_What to produce_: Write the next part of the backdoor Roth IRA guide, starting after its last sentence.

_Given text_:
--------------------------------------------------

Backdoor Roth IRA: How High Earners Can Still Contribute
Why High Earners Get Locked Out of the Roth IRA (And the Legal Workaround)
The Roth IRA is one of the best retirement accounts ever created. You contribute after-tax dollars, everything grows tax-free, and qualified withdrawals in retirement don't cost you a dime in taxes. It's a remarkable deal—which is probably why the IRS puts a velvet rope around it for people who earn too much.
For 2025, if your modified adjusted gross income (MAGI) is above $165,000 as a single filer or $246,000 as a married couple filing jointly, you can't contribute to a Roth IRA directly. The contribution window phases out before those upper limits, meaning many high-income professionals—doctors, engineers, lawyers, dual-income households—get completely shut out.
But here's the thing: "can't contribute directly" is not the same as "can't contribute." Enter the backdoor Roth IRA.
The backdoor Roth is a perfectly legal two-step strategy that lets you get money into a Roth IRA regardless of your income. The IRS knows about it. It's been used by millions of Americans since the income limits on Roth conversions were eliminated back in 2010. Congress has had plenty of opportunities to close it—and so far, they haven't.
This guide walks you through exactly how it works, what can go wrong, and whether it makes sense for your situation.

--------------------------------------------------

_Supplied information_:
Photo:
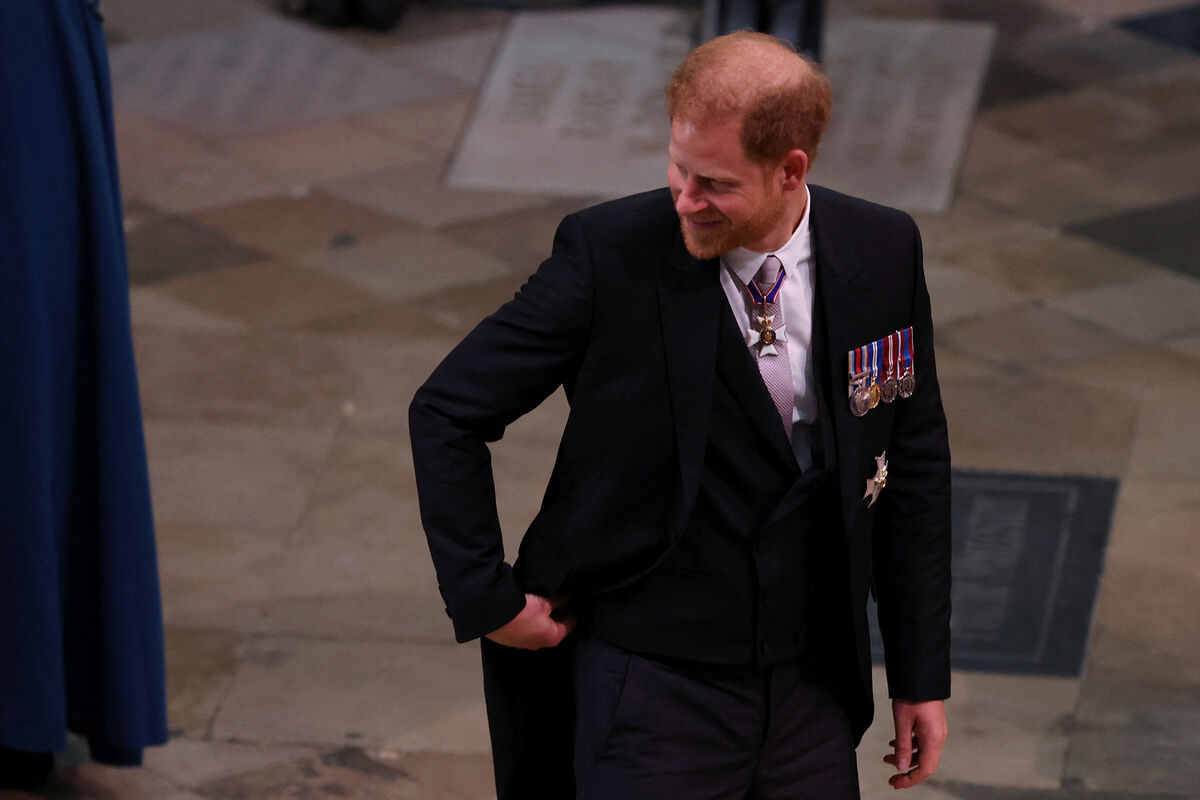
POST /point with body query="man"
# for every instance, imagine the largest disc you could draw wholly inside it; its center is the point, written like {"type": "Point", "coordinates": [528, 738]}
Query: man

--------------------------------------------------

_Written response_:
The Backdoor Roth IRA Explained: How the Two-Step Process Works
The backdoor Roth isn't a special account. It's a strategy—a sequence of two transactions that together accomplish what you can't do in one step.
Step 1: Make a Non-Deductible Traditional IRA Contribution
Anyone with earned income can contribute to a traditional IRA, regardless of how much they make. The catch for high earners is that the contribution may not be tax-deductible if you or your spouse have access to a workplace retirement plan. But that's fine—we're not after the deduction here.
For 2025, the contribution limit is $7,000 per person, or $8,000 if you're 50 or older. You open a traditional IRA (or use an existing one), deposit the money, and do not take a deduction on your taxes. This is called a non-deductible contribution, and you'll report it on IRS Form 8606 to create a paper trail showing the IRS you already paid taxes on this money.
That Form 8606 matters a lot. Keep it every year you do this. It's the documentation that prevents you from being taxed twice on the same dollars when you eventually withdraw.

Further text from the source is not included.